_TEXTO PROPORCIONADO_
□ □ □ □ □

Esa imagen de buen rollito engaña: se odiaban a muerte.
Ahora me arrepiento, claro. La jungla de cristal es una de esas películas que no me canso de ver una y otra vez, y que sin duda habría ganado muchos enteros en pantalla grande.

Y, sin embargo, no puedo aportar una explicación a de por qué no fui al cine a ver La jungla de cristal 2. Seguro que creí que tenía un buen motivo. Y no me equivocaba del todo: La jungla de cristal 2 (Die Harder) tenía un problemilla fundamental: ya no era una película de John McTiernanRenny Harlin es un artesano respetable, pero las dos únicas películas medio decentes que le conozco son Máximo riesgo y La isla de las cabezas cortadas, y ésta solo la cuento porque en ella salen Frank Langella y Geena Davis, pelirroja que en aquella época me ponía a morir (mi adolescencia fue una putada). A Renny Harlin nadie podrá acusarle nunca de haber redefinido los cimientos del cine de acción. En el libro de historia del cine de los 80, John McTiernan es un capítulo entero y Renny Harlin una humilde nota al pie de página. Con errata de imprenta.

Mas explosiones, más tiros, más muertos, ¡más de todo!
La Jungla de Cristal 2 no aportaba nada al género. Bueno, tenían a Dennis Franz, que siempre es un triunfo (aunque le contratasen para el papel de soplapollas hostiable que en la primera película desempeñaba Hart Bochner), pero el argumento era casi una fotocopia del de la primera película. Los terroristas ya no secuestran un rascacielos, sino que hackean un aeropuerto entero y amenazan con armar la de Cristo nació en Palacahuina si las autoridades no liberan a un dictador narcotraficante (Franco Nero en plan Alberto Noriega, pero dando para paja; no como Noriega), que les ha prometido a cambio pasta gansa de la mejor. Por lo demás, Bruce Willis repite su papel de La jungla de cristal sin ninguna alaraca (y, como haciéndose eco de nuestros pensamientos, en un momento dado se pregunta «¿Cómo coño me puede pasar lo mismo otra vez?»)

Lo de La jungla de cristal 3 (1995) ya comenzaba a parecer cachondeo.


Daba ternura ver cómo progresaba la alopecia de Bruce.

□ □ □ □ □

_TAREAS Y EJERCICIOS_
A) Según el texto sobre La jungla de cristal, ¿a quién exigen liberar los terroristas de La jungla de cristal 2?
B) Resuma en dos oraciones el texto sobre La jungla de cristal.
El material que aparece a continuación es independiente del texto sobre La jungla de cristal.

_DATOS EXTRAÍDOS_
□ □ □ □ □

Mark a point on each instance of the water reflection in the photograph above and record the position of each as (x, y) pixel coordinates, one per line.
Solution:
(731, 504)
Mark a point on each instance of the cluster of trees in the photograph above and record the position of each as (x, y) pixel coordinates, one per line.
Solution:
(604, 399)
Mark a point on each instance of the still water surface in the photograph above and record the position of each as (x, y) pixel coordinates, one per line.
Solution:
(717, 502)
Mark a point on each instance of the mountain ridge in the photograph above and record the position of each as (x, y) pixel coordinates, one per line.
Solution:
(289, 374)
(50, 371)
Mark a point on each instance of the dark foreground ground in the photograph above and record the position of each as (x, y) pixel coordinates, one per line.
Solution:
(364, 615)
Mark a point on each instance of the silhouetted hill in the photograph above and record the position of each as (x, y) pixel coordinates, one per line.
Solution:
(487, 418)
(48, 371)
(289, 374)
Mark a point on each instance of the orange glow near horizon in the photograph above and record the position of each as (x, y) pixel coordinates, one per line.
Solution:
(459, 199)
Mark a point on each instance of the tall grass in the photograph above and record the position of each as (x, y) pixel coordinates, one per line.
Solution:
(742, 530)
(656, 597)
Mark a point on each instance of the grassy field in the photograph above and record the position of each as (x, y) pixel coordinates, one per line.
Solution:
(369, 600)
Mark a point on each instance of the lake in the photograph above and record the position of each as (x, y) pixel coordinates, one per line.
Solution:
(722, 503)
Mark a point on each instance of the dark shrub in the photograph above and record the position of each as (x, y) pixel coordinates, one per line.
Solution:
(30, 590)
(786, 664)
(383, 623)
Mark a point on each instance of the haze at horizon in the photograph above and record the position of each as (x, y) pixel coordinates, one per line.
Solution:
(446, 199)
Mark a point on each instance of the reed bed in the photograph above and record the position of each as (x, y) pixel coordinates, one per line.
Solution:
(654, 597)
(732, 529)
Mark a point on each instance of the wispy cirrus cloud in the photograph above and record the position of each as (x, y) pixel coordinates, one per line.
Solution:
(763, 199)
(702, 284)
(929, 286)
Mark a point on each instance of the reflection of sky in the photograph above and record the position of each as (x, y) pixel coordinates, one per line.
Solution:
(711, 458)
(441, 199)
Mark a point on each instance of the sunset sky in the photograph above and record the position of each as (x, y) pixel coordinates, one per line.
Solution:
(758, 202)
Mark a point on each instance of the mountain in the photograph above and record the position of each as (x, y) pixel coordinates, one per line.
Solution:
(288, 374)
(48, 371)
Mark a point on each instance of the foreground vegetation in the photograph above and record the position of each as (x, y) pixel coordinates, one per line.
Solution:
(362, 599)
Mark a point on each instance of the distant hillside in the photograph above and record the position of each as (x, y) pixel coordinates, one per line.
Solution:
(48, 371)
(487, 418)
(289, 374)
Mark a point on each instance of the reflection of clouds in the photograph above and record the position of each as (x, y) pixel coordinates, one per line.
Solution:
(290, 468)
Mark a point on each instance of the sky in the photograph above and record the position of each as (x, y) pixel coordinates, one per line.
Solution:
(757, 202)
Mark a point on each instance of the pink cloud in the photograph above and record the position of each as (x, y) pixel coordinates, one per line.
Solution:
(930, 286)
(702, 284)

□ □ □ □ □

_RESPUESTAS POR TAREA_
A) A un dictador narcotraficante, interpretado por Franco Nero.

B) En el texto se reconoce no poder explicar por qué no se fue al cine a ver La jungla de cristal 2, aunque se señala que esta tenía un problema fundamental: ya no era una película de John McTiernan. Además, se afirma que no aportaba nada al género, pues su argumento era casi una fotocopia del de la primera película, con terroristas que ya no secuestran un rascacielos, sino que hackean un aeropuerto entero.